_Objective_
Print out each record below, unaltered and complete, without its images.

***** Data provided *****

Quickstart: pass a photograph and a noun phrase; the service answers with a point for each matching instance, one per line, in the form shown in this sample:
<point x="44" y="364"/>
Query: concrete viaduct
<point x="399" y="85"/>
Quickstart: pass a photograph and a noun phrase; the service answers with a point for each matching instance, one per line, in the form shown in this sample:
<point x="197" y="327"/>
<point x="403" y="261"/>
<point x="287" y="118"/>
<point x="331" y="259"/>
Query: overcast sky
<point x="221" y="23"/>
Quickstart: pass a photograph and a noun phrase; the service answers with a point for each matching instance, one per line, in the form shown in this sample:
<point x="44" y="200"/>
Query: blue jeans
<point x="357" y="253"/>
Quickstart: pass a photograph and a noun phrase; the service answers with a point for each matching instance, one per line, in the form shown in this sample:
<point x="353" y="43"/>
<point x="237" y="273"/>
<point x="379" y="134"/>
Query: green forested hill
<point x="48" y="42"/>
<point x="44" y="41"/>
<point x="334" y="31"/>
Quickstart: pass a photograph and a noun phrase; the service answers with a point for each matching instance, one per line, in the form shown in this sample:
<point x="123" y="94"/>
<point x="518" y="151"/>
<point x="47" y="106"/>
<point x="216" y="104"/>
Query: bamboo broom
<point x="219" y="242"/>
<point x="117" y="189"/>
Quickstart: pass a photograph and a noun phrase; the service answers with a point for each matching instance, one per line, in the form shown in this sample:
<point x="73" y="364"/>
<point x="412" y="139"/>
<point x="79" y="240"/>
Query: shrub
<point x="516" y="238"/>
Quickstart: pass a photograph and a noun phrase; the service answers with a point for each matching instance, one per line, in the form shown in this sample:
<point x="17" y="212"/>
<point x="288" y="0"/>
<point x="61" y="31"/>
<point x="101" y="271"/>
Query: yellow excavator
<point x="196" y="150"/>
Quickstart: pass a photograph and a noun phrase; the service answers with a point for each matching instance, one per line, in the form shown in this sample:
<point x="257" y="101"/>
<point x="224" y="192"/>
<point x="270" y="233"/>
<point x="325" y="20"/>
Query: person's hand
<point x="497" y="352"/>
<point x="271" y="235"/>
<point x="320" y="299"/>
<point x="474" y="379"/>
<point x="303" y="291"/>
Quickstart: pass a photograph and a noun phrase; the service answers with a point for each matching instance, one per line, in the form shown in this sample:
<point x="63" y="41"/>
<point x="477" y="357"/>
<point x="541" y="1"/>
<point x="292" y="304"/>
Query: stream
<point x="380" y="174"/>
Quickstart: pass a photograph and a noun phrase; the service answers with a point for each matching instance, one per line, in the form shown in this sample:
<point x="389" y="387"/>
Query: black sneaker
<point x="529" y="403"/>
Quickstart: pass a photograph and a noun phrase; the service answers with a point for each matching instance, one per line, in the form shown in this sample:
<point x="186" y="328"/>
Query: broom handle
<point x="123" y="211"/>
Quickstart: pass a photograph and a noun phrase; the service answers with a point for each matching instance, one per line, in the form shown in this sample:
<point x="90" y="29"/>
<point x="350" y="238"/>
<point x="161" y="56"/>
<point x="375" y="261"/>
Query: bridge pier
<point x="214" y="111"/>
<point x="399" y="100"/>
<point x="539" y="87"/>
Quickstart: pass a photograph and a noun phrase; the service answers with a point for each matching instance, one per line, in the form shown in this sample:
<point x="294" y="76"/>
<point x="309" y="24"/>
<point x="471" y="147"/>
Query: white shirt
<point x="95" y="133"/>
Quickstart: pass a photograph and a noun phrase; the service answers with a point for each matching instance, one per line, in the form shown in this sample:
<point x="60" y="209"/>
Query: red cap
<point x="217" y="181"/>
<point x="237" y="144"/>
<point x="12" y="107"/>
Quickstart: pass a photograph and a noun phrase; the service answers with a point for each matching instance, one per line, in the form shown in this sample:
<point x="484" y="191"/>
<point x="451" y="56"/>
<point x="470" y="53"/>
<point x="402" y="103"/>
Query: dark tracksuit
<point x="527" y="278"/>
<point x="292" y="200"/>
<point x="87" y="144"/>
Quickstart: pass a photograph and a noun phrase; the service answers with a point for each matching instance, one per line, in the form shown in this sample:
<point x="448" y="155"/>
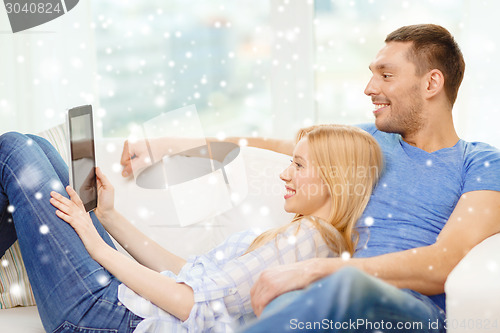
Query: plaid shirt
<point x="222" y="278"/>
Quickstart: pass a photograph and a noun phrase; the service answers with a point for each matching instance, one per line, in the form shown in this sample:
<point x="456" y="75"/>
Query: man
<point x="439" y="196"/>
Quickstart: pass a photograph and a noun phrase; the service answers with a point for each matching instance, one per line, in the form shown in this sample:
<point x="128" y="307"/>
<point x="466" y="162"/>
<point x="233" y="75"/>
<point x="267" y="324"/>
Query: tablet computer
<point x="82" y="163"/>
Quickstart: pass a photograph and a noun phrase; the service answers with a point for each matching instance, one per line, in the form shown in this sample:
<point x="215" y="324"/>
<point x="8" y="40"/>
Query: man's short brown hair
<point x="433" y="47"/>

*****

_Final result_
Quickstart: pass a photograph and a noun phrase; the service answers with a point for each matching instance, one per line, in the form shown in this sample:
<point x="44" y="364"/>
Query: concrete viaduct
<point x="399" y="85"/>
Quickstart: pass a photograph and a noun phrase; the service answers with a point for each matching instance, one per line, in the form shown in this sample:
<point x="197" y="327"/>
<point x="403" y="261"/>
<point x="287" y="118"/>
<point x="331" y="259"/>
Query: overcast sky
<point x="221" y="23"/>
Quickstart: pass a photograph and a noun phrase; the service answers with a point for each matching instance, one per line, in the form shown in this sample:
<point x="44" y="200"/>
Query: blue jeans
<point x="357" y="253"/>
Quickstart: pass a photograph and a noun phrase; the service answers with a point for each matching instance, one per line, in the form shown in this sample:
<point x="353" y="43"/>
<point x="237" y="273"/>
<point x="379" y="134"/>
Query: green forested hill
<point x="48" y="42"/>
<point x="44" y="41"/>
<point x="334" y="31"/>
Quickstart: pass a photograph and a noun phrase; the service answers with a point for each matching instance, one per line, in the form shown in this sample:
<point x="123" y="94"/>
<point x="518" y="151"/>
<point x="47" y="106"/>
<point x="216" y="104"/>
Query: bamboo broom
<point x="219" y="242"/>
<point x="117" y="189"/>
Quickstart: pass a photograph and a noun phrase; the service answers with a point for each matching instance, one per line, in the form shown in this sample:
<point x="73" y="364"/>
<point x="412" y="139"/>
<point x="79" y="240"/>
Query: shrub
<point x="516" y="238"/>
Quickstart: pass a photograph and a noun phrase; the service answers with a point for each matching instance, one per line, in the form shown in this sample:
<point x="17" y="212"/>
<point x="288" y="0"/>
<point x="61" y="31"/>
<point x="101" y="271"/>
Query: yellow excavator
<point x="196" y="150"/>
Quickstart: pass a photograph and a noun phrase; the service answers with a point for each matching instance, one per line, in the form shown in this sample:
<point x="257" y="101"/>
<point x="224" y="192"/>
<point x="270" y="233"/>
<point x="325" y="20"/>
Query: person's hand
<point x="497" y="352"/>
<point x="271" y="235"/>
<point x="320" y="299"/>
<point x="474" y="379"/>
<point x="303" y="291"/>
Quickstart: pass a photograph and a noun phrase; the service answers with a point for each matching instance, one per line, in the form shown in this sample:
<point x="63" y="41"/>
<point x="477" y="357"/>
<point x="541" y="1"/>
<point x="292" y="304"/>
Query: stream
<point x="380" y="174"/>
Quickstart: pass a photograph and a noun phrase; the service answers with a point for each matching instance, one per line, in the form shown in this sample:
<point x="389" y="387"/>
Query: black sneaker
<point x="529" y="403"/>
Quickstart: pass a photograph and a noun phrase; the service answers with a point for each matching instance, one per line, in the form shown in this sample:
<point x="186" y="328"/>
Query: broom handle
<point x="123" y="211"/>
Quickstart: pass a photograph and a noun phrase; the service answers with a point for each matching instance, one per line, in the form shown in this sample:
<point x="90" y="29"/>
<point x="350" y="238"/>
<point x="161" y="56"/>
<point x="375" y="261"/>
Query: bridge pier
<point x="214" y="111"/>
<point x="399" y="100"/>
<point x="539" y="87"/>
Quickstart: pass a photograph and a noun phrase; the service answers with a point for each matching instance, one per line, in the form shown in this sample:
<point x="294" y="76"/>
<point x="309" y="24"/>
<point x="471" y="147"/>
Query: white shirt
<point x="95" y="133"/>
Quickstart: pass a photograph and a noun phrase; the service answers with a point for each matching instance, one per line, in the form shown in this sample:
<point x="60" y="209"/>
Query: red cap
<point x="217" y="181"/>
<point x="237" y="144"/>
<point x="12" y="107"/>
Quickstart: pass a photograph and a noun phrase; the service answers with a point for each matching instance, one per line, in the form shown in this sample:
<point x="484" y="191"/>
<point x="451" y="56"/>
<point x="470" y="53"/>
<point x="402" y="103"/>
Query: dark tracksuit
<point x="527" y="278"/>
<point x="292" y="200"/>
<point x="87" y="144"/>
Quickstart: pass a photograph and a noun phrase; the service answers with a point for each matching instance, one per line, in the form shown in this sample:
<point x="448" y="155"/>
Query: plaid shirt
<point x="222" y="278"/>
Quickstart: pass a photograph and a noun phrase; the service answers with a point for each matching instance, one per line, in the form shown in this sample:
<point x="456" y="75"/>
Query: man
<point x="439" y="196"/>
Quickstart: pass a photograph and a noun phrase; the service answers with a point for each matching instance, one per line, in the form shown in this sample:
<point x="128" y="307"/>
<point x="466" y="162"/>
<point x="233" y="75"/>
<point x="267" y="324"/>
Query: tablet computer
<point x="82" y="163"/>
Quickstart: pass a photograph and a noun phrase; the service answers with a point for each matching instance, one per line, in the form shown in this sample:
<point x="215" y="324"/>
<point x="8" y="40"/>
Query: man's short brown hair
<point x="433" y="47"/>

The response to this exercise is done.